The following blog first appeared on Philanthropy News Digest
If you’ve followed me on this blog or through my series of articles here, you’re familiar with my take on the need to move potential supporters from mere interest to deep engagement with your cause over time. There are lots of people out there who want to do good, who stand up for what is right, and who even devote most of their time to organizing others, but in general nonprofits are not doing all they could to tap into that interest and energy.
If you’re a nonprofit executive, what can you do to get the public involved in your issue or cause? Are you talking to the right people, the people most likely to become an advocate for your organization?
I was asked this question recently by a reporter who wanted to know why why so many legacy nonprofits (that is, those that have been around a while) struggle to stay relevant and keep the interest of their donors and supporters. Her sense was that younger people don’t really connect with legacy organizations because of the way those organizations raise money or talk about what they do, and that the public in general isn’t interested in the work of these nonprofits because of a perception that they long ago stopped caring about the public and instead focus most of their efforts on high-net-worth donors.
While those assumptions may have some basis in reality, my answer wasn’t what the reporter was expecting.
Really great nonprofit executives today, I said, those who succeed at getting the public engaged in their cause, tend to focus their time and energy on four key stakeholder groups: people who can tell their organization’s story, people who are innovating in their organization’s space/issue area, people who organize and bring others to their issue, and people who challenge the way their organization approaches an issue. In many cases, nonprofits that have lost the attention of John and Jane Q. Public may have focused on these groups in the past, but somewhere along the way they fell out of the habit or simply forgot why John and Jane are important. Does that sound like your nonprofit?
To truly get the public to move from interest to engagement to action, nonprofits need to create intentional conversations and, where possible, actual partnerships with these key stakeholder groups. Here’s how:
People who can tell your organization’s story. Nonprofit leaders need to know who is driving the narrative about their issue. Historically, nonprofit narratives were driven by the media — and in some cases, they still are. But there are powerful new storytellers on the scene. Whether it’s in the form of blogs, YouTube video channels, or popular Twitter, Snapchat and Instagram feeds, social media has taken the world by storm — and nonprofits need to identify the “influentials” leading the charge in their space and educate them about their issue. Don’t think of these relationships as a way to change someone’s point of view; instead, think of it as an opportunity to work with that person to create content that appeal totheir followers and provides them with a perspective they may not have.
People who are innovating in your organization’s space/issue area. Leaders of nonprofit organizations like to think their organizations are the only innovators working on an issue or cause. That’s very rarely the case. Which is why nonprofits need to pay attention to who else is working on their issue and whether there are advantages to connecting with them and learning more about their thinking and approach. Organizations tend to outperform when challenged by new ways of thinking and doing, and so nonprofit executives should be spending time with people and leaders who have a vision and are as smart, or smarter, than they are. Don’t let ego get in the way of a conversation, or series of conversations, that could turn into something remarkable. Now is the time for executives to embrace real innovation in their space and to figure out how the future of their issue and organization is likely change due to demographic shifts, rapid technological innovation, and disruptive change.

Provided data >>
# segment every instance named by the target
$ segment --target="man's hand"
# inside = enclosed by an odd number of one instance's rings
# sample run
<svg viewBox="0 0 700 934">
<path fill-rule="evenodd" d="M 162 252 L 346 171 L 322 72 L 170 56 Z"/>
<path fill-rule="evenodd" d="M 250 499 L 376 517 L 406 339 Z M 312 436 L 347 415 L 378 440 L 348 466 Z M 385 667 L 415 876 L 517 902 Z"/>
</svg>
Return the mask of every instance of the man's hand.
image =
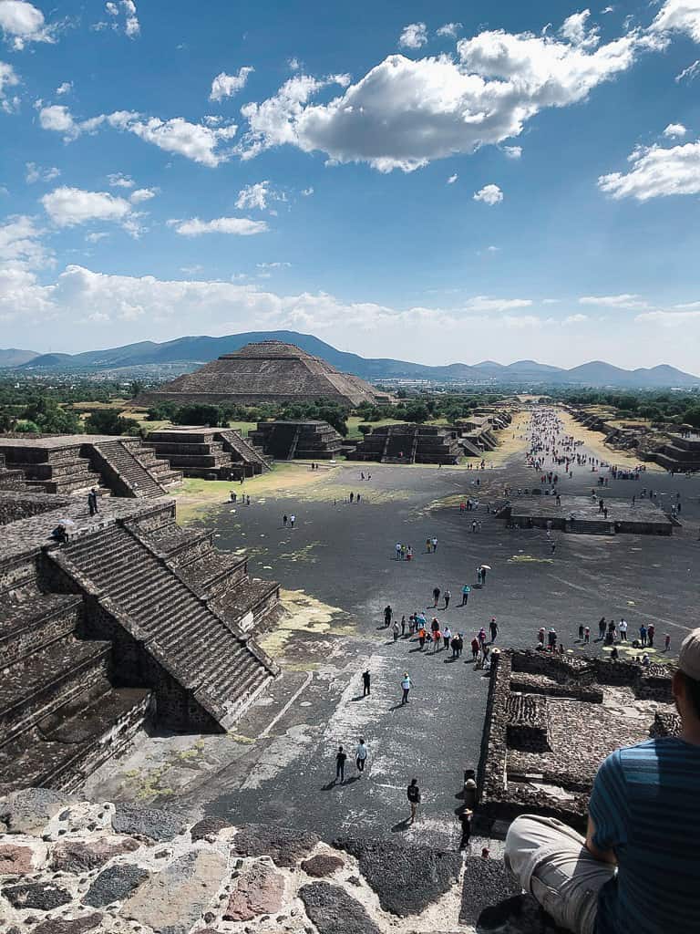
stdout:
<svg viewBox="0 0 700 934">
<path fill-rule="evenodd" d="M 598 859 L 600 860 L 601 863 L 611 863 L 613 866 L 617 866 L 617 856 L 615 856 L 615 851 L 601 850 L 593 842 L 593 838 L 595 836 L 595 825 L 593 822 L 593 818 L 589 814 L 588 828 L 586 830 L 586 849 L 594 857 L 594 859 Z"/>
</svg>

Problems and tasks >>
A. Reproduce verbatim all the records that follow the blog post on nonprofit engagement, omitting the pictures.
B. Carry on the blog post on nonprofit engagement from the point where it ends.

Answers for this exercise >>
A.
# segment every instance named by the target
$ segment --target="man's hand"
# inside = enclosed by an odd number of one instance's rings
# sample run
<svg viewBox="0 0 700 934">
<path fill-rule="evenodd" d="M 162 252 L 346 171 L 322 72 L 170 56 Z"/>
<path fill-rule="evenodd" d="M 250 499 L 376 517 L 406 339 Z M 312 436 L 347 415 L 378 440 L 348 466 Z M 385 667 L 415 876 L 517 902 Z"/>
</svg>
Return the mask of every instance of the man's hand.
image =
stdout:
<svg viewBox="0 0 700 934">
<path fill-rule="evenodd" d="M 598 859 L 600 860 L 601 863 L 611 863 L 613 866 L 617 866 L 617 856 L 615 856 L 615 851 L 601 850 L 593 842 L 593 838 L 595 836 L 595 825 L 593 822 L 593 818 L 589 814 L 588 828 L 586 830 L 586 849 L 594 857 L 594 859 Z"/>
</svg>

B.
People who organize and bring others to your issue. Every nonprofit leader thinks his or her organization is the very best at bringing potential supporters and donors into the ongoing conversations generated by their issue. In reality, that honor more likely belongs to grassroots activists and community leaders who know the issue inside-out and have spent years on the frontlines of the issue. Take time to learn from these unsung heroes. Study their message and methods and what they are doing to bring people together around your issue or cause. Ask them why they have been successful and what kind of role your organization should be playing in terms of building a movement. Look for opportunities to collaborate and to introduce your organization’s stakeholders to these movement builders.
People who challenge the way your organization approaches it issue. Somewhere out there, right now, a researcher, academic, or highly engaged individual is questioning the effectiveness and relevancy of your model. Don’t panic. Your critics are your friends. And when they are critical of your organization, it’s not because they’re malicious and want to take you down; it’s because, like you, they want what’s best for your constituents. They want you to succeed and to more effectively engage donors and potential supporters in the issue. And they want you to forge ahead while being open to constructive feedback. Don’t be defensive about your critics. Reach out to those who have challenged your organization and ask them what you could be doing better. Have a conversation with the researcher who says your model needs a refresh. Try to understand how you can use their criticisms to strengthen your work and get others to see you differently.
Beyond your actual donors and volunteers, these four stakeholder groups have a large and growing role in how the public perceives your organization and its work. True relevance happens when an executive and her management team intentionally and consistently work to engage all four groups, welcoming their views and their constructive criticism. To best serve its constituents, your organization needs to be at its best, and that means reaching out to, engaging with, and, yes, even working with others. The more the merrier!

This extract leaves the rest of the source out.